- Required work: Type out the entries again, keeping every word unchanged.

======== Extracted material

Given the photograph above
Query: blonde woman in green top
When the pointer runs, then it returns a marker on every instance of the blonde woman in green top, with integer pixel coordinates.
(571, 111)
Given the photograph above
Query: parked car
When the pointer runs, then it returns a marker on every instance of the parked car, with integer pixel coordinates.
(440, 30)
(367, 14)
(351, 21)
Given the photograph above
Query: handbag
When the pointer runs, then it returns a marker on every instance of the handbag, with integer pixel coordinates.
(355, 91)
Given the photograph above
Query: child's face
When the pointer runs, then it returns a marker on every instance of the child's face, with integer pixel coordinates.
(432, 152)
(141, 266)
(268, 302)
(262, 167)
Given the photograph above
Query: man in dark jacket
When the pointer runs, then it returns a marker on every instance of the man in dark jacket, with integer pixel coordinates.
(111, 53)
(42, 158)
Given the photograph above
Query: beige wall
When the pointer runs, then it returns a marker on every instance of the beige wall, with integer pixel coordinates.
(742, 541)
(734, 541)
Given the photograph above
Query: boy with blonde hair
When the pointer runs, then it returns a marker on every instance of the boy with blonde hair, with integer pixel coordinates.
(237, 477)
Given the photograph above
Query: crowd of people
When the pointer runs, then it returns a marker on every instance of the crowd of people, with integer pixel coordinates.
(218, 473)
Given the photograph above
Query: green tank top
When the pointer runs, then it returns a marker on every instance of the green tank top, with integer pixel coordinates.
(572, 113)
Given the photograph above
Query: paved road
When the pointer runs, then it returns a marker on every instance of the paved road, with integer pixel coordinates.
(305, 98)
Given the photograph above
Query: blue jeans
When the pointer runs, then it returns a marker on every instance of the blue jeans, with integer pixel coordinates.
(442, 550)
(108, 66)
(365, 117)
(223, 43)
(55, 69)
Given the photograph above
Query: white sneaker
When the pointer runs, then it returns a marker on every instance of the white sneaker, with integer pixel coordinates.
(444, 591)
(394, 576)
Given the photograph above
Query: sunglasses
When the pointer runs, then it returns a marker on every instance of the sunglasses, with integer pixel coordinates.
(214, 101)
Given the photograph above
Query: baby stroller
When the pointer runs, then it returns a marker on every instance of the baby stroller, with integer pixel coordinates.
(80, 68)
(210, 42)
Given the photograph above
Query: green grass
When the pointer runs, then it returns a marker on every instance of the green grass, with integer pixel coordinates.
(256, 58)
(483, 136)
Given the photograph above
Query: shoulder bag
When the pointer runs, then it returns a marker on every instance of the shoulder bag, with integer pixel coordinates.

================

- Your response:
Given the photograph above
Query: blonde woman in green top
When the pointer runs, then it returns a marker on every instance of the blonde woman in green top, with integer pixel coordinates.
(571, 111)
Given the photograph above
Query: parked car
When the pointer runs, then it returns a marker on every instance of the parked car, with integer pixel coordinates.
(440, 30)
(367, 14)
(351, 21)
Given the photograph above
Query: handbag
When the pointer runs, then it returns a marker on every instance of the handbag, with integer pixel coordinates.
(355, 91)
Given the photograph above
Query: child's face
When the pointer runs, then it returns a marker on every instance of the child's face, with integer pixel coordinates.
(432, 152)
(141, 266)
(268, 302)
(262, 167)
Given the photograph above
Query: man in dark jacket
When the pointer runs, then it returns a marker on every instance of the man in dark jacket, with integer pixel coordinates.
(111, 53)
(42, 158)
Given the photograph above
Query: beige wall
When the pointer runs, then it returns a marker on every instance of the beige wall, with integer pixel coordinates.
(742, 541)
(734, 541)
Given the photograph above
Query: boy with blonde hair
When the pointer runs, then it returns a marker on every instance of the boy with blonde hair, with integer pixel coordinates.
(237, 477)
Given the photograph above
Query: crowd of people
When the pointer runs, then it returns a marker on every instance of the crowd of people, with integer pixel coordinates.
(218, 473)
Given the photograph above
Query: green tank top
When the pointer runs, then it returns a marker on every instance of the green tank top, with integer pixel coordinates.
(572, 113)
Given the photograph above
Query: paved road
When the pointer runs, then it returns a marker on every instance of the paved road, with integer pixel coordinates.
(305, 98)
Given the photograph above
Query: blue jeans
When the pointer runs, then it returns a marker on every instance of the blue jeans, with integer pixel coordinates.
(442, 550)
(108, 66)
(365, 117)
(223, 43)
(55, 69)
Given the photograph above
Query: white sneaker
When the pointer runs, then it returns a marker on every instance of the white sneaker, with integer pixel coordinates.
(444, 591)
(394, 576)
Given the photograph above
Query: sunglasses
When the pointer runs, then it returns a marker on every instance of the sunglasses, with integer pixel coordinates.
(214, 101)
Given the photograph above
Query: baby stroller
When the pointer runs, then it returns a marker on every instance of the baby stroller, with integer pixel coordinates.
(80, 68)
(210, 42)
Given the photograph above
Query: green grass
When the pointer runs, then it returns a marker on every instance of the green grass, with integer pixel coordinates.
(256, 58)
(483, 136)
Given the photograph above
Query: shoulder bag
When the pointer runs, then it returns a marker on every instance of the shoulder bag, with integer pixel coordinates.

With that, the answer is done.